Short task:
Reproduce the following records exactly from the line containing "of the coastal" onward, ending with the last line and including it.

Material provided:
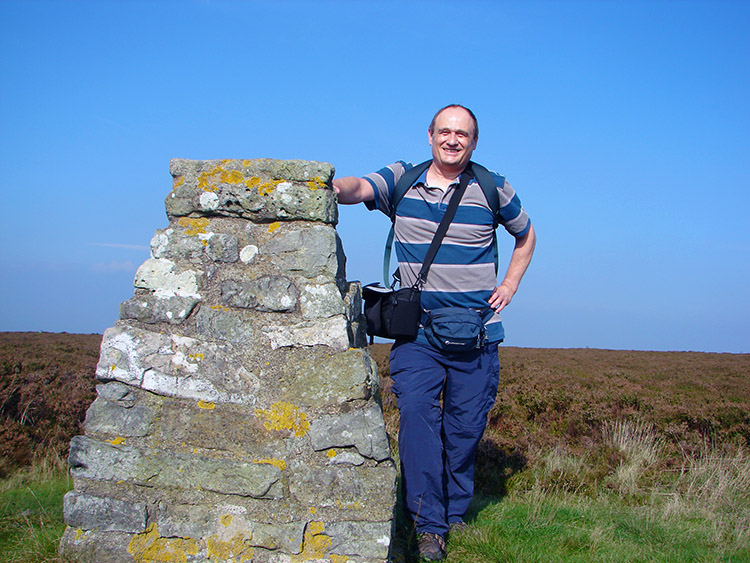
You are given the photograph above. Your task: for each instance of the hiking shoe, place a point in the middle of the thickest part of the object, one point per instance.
(431, 546)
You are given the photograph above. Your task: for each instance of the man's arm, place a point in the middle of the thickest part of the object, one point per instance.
(351, 189)
(519, 261)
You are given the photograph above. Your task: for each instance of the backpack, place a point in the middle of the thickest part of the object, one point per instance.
(479, 172)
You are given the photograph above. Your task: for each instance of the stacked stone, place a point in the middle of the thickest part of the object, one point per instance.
(237, 415)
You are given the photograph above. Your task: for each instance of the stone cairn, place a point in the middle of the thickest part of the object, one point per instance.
(237, 418)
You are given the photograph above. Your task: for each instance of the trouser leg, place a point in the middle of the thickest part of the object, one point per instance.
(418, 379)
(470, 391)
(438, 446)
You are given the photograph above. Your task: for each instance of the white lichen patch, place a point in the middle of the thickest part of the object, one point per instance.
(209, 201)
(248, 253)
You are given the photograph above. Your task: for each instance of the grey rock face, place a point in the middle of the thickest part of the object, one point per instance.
(237, 417)
(361, 429)
(105, 514)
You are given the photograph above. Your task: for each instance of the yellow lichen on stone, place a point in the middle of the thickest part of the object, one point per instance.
(315, 543)
(193, 225)
(234, 550)
(208, 180)
(316, 183)
(150, 547)
(267, 187)
(280, 463)
(284, 416)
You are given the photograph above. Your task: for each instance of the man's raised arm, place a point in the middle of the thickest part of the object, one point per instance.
(351, 189)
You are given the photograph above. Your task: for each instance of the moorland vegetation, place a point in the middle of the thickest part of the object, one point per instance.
(590, 455)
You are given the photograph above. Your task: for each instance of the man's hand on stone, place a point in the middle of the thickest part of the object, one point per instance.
(501, 297)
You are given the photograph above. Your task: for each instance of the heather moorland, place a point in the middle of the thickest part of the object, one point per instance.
(590, 455)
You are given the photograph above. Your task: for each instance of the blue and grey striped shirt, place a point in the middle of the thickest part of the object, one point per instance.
(463, 272)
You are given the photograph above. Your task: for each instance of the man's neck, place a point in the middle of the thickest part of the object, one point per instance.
(441, 177)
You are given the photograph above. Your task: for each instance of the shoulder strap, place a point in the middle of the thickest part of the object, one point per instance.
(404, 183)
(437, 239)
(486, 182)
(489, 187)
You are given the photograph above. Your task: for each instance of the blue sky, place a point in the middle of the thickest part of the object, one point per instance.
(623, 126)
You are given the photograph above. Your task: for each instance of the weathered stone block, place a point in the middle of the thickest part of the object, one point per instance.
(92, 459)
(309, 252)
(363, 429)
(331, 332)
(368, 540)
(177, 366)
(259, 191)
(153, 308)
(105, 514)
(217, 323)
(222, 248)
(321, 301)
(366, 491)
(264, 294)
(109, 417)
(157, 274)
(236, 422)
(333, 378)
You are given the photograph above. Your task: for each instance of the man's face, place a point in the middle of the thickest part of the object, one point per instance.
(452, 139)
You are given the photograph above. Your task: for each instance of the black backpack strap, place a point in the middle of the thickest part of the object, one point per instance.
(489, 187)
(480, 173)
(402, 186)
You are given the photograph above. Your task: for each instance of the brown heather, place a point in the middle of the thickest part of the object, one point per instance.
(554, 406)
(46, 384)
(566, 410)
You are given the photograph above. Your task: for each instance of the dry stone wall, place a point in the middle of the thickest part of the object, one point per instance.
(237, 418)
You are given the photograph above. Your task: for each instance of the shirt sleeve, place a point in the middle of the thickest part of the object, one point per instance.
(383, 183)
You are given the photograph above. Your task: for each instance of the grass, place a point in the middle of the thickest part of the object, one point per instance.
(31, 521)
(699, 513)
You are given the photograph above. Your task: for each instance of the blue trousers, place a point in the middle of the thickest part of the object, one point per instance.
(438, 440)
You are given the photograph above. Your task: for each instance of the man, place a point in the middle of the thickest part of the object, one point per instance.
(437, 444)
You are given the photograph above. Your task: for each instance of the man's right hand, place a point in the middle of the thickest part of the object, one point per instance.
(351, 189)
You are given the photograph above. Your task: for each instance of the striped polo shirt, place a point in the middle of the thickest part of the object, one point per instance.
(463, 272)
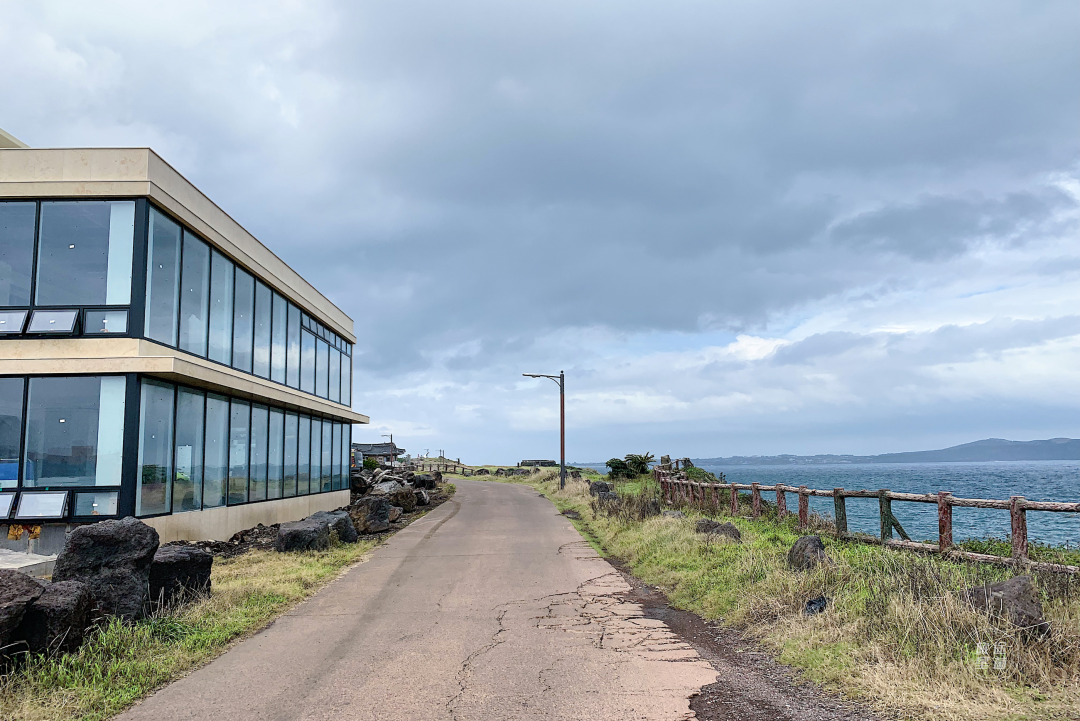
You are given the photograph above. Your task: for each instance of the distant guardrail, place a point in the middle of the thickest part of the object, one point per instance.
(677, 488)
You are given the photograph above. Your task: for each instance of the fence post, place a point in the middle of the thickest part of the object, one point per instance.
(1018, 517)
(944, 521)
(839, 505)
(885, 508)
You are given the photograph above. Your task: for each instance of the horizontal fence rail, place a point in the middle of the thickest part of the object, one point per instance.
(677, 488)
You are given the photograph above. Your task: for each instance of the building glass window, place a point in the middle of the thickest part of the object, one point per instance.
(264, 303)
(322, 367)
(153, 491)
(75, 431)
(347, 380)
(335, 376)
(292, 433)
(304, 457)
(293, 350)
(257, 476)
(336, 479)
(316, 456)
(194, 295)
(162, 279)
(278, 337)
(220, 309)
(84, 253)
(239, 438)
(187, 487)
(307, 363)
(11, 430)
(327, 470)
(275, 448)
(96, 503)
(105, 322)
(16, 252)
(243, 322)
(216, 464)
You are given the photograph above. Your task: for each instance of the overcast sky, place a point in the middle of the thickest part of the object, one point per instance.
(739, 227)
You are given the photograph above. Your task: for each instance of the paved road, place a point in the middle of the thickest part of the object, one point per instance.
(490, 607)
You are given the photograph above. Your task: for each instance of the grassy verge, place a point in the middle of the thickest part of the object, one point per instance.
(895, 634)
(120, 664)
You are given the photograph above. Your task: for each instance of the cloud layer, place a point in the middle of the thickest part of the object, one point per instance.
(740, 228)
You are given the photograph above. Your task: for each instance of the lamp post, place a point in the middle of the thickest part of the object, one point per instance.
(561, 379)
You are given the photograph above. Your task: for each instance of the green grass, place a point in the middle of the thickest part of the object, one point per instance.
(896, 631)
(121, 663)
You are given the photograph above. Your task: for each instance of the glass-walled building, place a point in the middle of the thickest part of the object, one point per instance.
(156, 359)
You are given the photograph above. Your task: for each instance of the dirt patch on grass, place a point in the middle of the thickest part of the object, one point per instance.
(753, 687)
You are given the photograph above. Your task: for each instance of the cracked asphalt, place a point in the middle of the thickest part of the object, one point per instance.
(490, 607)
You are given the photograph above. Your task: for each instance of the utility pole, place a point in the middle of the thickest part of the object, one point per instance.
(561, 380)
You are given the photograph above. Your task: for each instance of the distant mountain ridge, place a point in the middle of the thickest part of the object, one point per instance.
(990, 449)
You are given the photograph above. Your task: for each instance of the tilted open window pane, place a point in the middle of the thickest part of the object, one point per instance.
(275, 448)
(49, 322)
(194, 295)
(42, 504)
(257, 485)
(162, 279)
(105, 322)
(16, 252)
(75, 431)
(97, 503)
(216, 466)
(84, 253)
(220, 309)
(153, 492)
(292, 434)
(293, 351)
(12, 322)
(260, 357)
(304, 457)
(239, 439)
(307, 362)
(11, 430)
(278, 339)
(187, 487)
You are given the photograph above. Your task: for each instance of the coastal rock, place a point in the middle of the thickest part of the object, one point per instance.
(807, 553)
(179, 573)
(1014, 599)
(57, 620)
(339, 522)
(307, 534)
(113, 558)
(711, 527)
(405, 498)
(370, 515)
(17, 590)
(598, 487)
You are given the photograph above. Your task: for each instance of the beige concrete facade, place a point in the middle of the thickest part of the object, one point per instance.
(220, 524)
(62, 356)
(76, 173)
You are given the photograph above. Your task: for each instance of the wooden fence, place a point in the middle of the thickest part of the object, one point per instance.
(676, 488)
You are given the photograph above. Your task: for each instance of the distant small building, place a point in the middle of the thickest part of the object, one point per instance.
(381, 452)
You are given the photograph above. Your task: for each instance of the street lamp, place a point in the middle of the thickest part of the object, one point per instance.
(561, 379)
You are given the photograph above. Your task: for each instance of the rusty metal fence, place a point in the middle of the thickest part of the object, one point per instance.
(677, 488)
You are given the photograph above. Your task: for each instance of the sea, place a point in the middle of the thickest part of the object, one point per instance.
(1036, 480)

Answer to the problem:
You are given the photograph above. Your task: for each instance of the coastal rock, place a point in the middle of the thickest part of the object, one point per instance.
(807, 553)
(179, 573)
(1014, 599)
(57, 620)
(339, 522)
(307, 534)
(113, 558)
(711, 527)
(405, 498)
(370, 515)
(17, 590)
(598, 487)
You are given the photograph above. Your task: for each instance of the beige concrete facade, place a point in the middle of the thickest part of the object, one point per instance.
(220, 524)
(62, 356)
(76, 173)
You are given the photograph above. Your task: for each instance of the wooden fence, place a point in the middle of the thickest part of the object, one point per instance.
(676, 488)
You are given the photograph above. Your task: for each instance of the distant small building, place a point in the middle of the thickest part of the object, one point per instance.
(381, 452)
You are given the photograph above. Your task: for each instance of the street lamp, place a point in the middle of the thickest part of the object, one point per instance.
(561, 379)
You are given the photograph above. Your task: for each instance of the rusty metal fence, place a point in the middle of the thickest part of the object, one point per instance.
(677, 488)
You are given the photograph above. Your task: for each instance of the sea, place a point in the middle of the thickest part of the object, one point per instance.
(1036, 480)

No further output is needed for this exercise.